[Extracted records]
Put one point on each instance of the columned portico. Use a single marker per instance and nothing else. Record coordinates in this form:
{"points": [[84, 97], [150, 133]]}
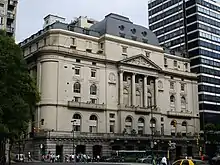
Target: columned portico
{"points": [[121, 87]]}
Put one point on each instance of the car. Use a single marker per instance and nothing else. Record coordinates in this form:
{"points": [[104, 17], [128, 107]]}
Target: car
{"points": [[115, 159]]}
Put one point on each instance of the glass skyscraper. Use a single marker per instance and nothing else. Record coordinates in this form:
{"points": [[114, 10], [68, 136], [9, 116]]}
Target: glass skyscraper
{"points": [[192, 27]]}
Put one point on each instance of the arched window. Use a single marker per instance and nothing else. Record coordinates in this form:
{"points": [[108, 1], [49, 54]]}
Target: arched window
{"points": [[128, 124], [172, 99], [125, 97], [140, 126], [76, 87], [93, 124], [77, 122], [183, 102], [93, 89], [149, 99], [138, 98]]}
--
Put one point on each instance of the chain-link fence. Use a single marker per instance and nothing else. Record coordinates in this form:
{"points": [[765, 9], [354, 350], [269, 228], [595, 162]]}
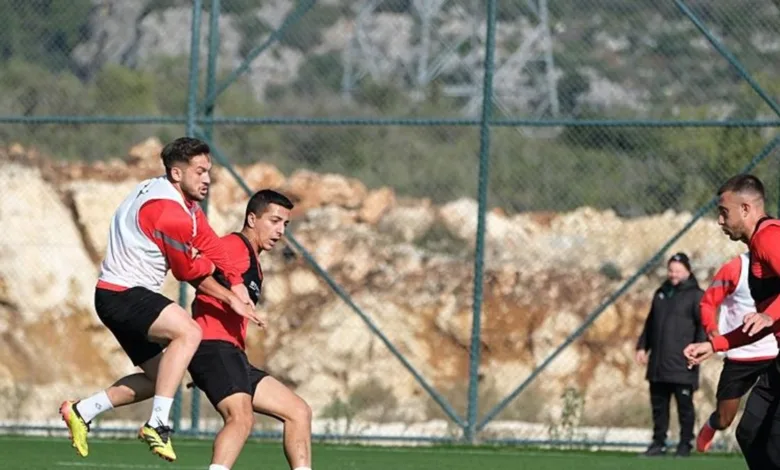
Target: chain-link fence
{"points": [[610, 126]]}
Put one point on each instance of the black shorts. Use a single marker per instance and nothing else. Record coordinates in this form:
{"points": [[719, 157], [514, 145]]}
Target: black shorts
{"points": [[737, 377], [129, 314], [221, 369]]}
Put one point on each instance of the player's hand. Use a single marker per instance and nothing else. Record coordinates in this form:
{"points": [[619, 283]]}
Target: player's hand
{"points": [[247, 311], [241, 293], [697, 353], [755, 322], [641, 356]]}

* [AIM]: Locate each line of the records above that contains the word 'single', and copy those lines.

* [PROBLEM SOLUTION]:
Put one point on each instance of the columned portico. Use a single marker per instance and nothing else. Record coordinates in this form:
Put one point on each instance of the car. Use a single marker per instance and nothing else. Record coordinates in this form:
Put one point on each instance of the glass skyscraper. Use a single marker per instance and nothing else. Record coordinates in this form:
Put one point on each instance of the arched window. Use a single marker per instance and nothing else. Record coordinates in this form:
Put one point on each instance of the chain-link fence. Use a single marker per instance and nothing else. Record coordinates in this form:
Put one point on each instance of the black shorts. Use a single marker per instance and nothing else. Record coordinates in this form:
Put one point on each instance of the player's hand. Use a single marker per instance and nothing else. Record coordinates in this form:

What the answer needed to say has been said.